START Task data

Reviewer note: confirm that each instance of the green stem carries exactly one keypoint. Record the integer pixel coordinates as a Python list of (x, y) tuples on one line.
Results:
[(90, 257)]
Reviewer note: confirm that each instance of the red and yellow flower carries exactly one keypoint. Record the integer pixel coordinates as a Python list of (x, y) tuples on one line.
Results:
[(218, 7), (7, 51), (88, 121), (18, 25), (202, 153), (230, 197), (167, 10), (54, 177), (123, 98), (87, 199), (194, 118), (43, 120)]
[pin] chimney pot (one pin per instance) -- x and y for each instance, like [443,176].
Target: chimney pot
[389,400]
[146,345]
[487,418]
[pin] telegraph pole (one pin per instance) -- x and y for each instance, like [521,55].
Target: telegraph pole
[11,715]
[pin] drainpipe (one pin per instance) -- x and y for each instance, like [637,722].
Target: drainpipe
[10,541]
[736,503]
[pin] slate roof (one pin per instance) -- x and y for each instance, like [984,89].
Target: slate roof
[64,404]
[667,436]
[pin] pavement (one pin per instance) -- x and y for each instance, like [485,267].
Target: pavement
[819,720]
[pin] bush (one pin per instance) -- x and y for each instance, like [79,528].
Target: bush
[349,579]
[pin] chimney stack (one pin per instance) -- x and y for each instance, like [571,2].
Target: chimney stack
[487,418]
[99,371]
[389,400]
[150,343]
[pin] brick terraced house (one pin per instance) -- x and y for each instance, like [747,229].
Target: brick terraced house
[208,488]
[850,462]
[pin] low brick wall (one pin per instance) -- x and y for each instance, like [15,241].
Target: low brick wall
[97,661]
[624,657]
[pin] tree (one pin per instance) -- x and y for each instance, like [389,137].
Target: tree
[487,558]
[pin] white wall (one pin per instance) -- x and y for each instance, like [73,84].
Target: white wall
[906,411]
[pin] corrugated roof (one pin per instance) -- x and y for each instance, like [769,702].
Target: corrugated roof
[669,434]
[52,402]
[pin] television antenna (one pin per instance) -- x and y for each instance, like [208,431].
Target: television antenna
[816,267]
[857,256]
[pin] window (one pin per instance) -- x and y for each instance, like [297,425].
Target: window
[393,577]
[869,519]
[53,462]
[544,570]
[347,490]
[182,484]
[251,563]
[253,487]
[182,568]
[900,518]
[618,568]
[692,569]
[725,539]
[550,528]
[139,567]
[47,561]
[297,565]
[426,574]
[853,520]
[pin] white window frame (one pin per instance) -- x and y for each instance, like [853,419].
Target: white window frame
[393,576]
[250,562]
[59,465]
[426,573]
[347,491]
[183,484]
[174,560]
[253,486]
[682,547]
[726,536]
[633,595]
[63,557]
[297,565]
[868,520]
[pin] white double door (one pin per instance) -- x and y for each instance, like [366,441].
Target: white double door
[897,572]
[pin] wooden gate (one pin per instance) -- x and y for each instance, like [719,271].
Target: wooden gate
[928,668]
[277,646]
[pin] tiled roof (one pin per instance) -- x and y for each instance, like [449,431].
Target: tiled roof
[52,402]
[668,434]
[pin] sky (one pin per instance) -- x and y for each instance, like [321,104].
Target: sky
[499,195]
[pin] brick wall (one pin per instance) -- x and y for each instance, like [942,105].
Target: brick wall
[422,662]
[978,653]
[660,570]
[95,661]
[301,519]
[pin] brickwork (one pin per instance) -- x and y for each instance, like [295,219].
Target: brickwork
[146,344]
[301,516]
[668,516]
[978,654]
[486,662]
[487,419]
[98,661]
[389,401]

END Task data
START Task data

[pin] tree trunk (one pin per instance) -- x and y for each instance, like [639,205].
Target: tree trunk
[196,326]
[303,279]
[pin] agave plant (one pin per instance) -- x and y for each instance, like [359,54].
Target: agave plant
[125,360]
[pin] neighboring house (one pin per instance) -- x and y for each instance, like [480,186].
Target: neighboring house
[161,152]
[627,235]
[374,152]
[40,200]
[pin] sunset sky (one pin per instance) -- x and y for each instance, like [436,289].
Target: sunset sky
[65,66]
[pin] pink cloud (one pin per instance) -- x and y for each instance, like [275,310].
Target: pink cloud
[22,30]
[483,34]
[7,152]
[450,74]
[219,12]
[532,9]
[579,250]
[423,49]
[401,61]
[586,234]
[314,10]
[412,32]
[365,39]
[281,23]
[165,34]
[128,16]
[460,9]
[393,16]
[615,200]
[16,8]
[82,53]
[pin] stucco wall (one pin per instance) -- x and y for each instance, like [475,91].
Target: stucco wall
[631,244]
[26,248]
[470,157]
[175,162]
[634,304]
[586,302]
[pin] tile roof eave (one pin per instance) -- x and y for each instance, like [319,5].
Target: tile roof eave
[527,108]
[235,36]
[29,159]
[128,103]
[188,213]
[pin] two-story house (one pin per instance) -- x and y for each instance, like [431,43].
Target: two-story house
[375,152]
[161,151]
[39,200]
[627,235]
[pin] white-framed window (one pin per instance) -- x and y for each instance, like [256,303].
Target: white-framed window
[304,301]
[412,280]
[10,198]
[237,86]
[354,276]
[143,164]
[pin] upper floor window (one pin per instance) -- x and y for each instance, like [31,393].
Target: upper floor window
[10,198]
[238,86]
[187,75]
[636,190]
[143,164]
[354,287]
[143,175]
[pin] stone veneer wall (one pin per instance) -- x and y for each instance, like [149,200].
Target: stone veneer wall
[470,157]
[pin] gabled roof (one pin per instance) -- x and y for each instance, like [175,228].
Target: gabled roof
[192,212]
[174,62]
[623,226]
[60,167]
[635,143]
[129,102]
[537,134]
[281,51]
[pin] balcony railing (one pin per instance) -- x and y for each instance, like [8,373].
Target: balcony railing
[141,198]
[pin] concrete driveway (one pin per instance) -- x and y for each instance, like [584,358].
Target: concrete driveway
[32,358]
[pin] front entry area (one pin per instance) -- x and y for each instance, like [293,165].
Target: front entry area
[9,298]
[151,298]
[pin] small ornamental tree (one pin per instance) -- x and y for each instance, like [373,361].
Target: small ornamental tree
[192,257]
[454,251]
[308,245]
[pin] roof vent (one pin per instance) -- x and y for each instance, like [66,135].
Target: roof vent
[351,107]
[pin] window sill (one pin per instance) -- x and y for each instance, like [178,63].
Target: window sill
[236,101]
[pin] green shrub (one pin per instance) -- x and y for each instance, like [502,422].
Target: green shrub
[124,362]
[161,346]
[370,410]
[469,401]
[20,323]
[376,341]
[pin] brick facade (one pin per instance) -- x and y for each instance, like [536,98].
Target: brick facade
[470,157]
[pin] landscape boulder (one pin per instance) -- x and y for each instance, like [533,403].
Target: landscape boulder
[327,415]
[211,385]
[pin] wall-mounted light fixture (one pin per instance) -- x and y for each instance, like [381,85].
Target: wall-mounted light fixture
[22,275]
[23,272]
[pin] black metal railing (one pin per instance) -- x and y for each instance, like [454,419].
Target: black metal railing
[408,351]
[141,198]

END Task data

What you have to do → Could you reproduce, exactly, every line above from the line with "[pin] concrete driveway" to the line with "[pin] window sill", and no other line? Both ends count.

Solution for this problem →
[pin] concrete driveway (one pin per instance) -- x and y for each instance, like [584,358].
Target: concrete driveway
[32,358]
[pin] front entry area (one pin per instance) -- x and y for each instance, like [293,165].
Target: front entry area
[9,298]
[151,298]
[pin] small ornamental tree (one pin per instance) -- x and y for each instance, like [373,361].
Target: small ornamental tree
[192,257]
[454,251]
[308,245]
[pin] roof vent (one pin per instance) -- x and y for each instance, like [66,135].
Target: roof vent
[351,107]
[pin] window sill (one pin per instance) -- x and y for each instance, like [178,63].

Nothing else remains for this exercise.